▶ **Work task**:
Exclude the images, then return every line below exactly as written.

--- Material for the task ---

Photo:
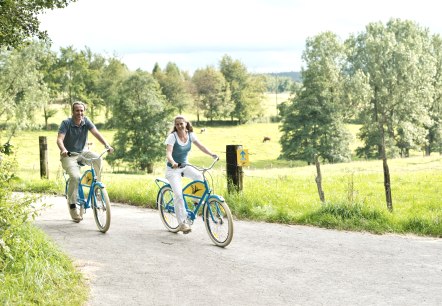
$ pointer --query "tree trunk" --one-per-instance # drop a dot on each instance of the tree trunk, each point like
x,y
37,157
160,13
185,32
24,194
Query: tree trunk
x,y
387,183
318,179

---

▶ **Answer section**:
Photo:
$ pointer --query "tree trunk" --one-per-instance # drop a dot on each instance of the tree trunk, each point like
x,y
37,157
160,13
185,32
24,194
Query: tree trunk
x,y
387,183
318,179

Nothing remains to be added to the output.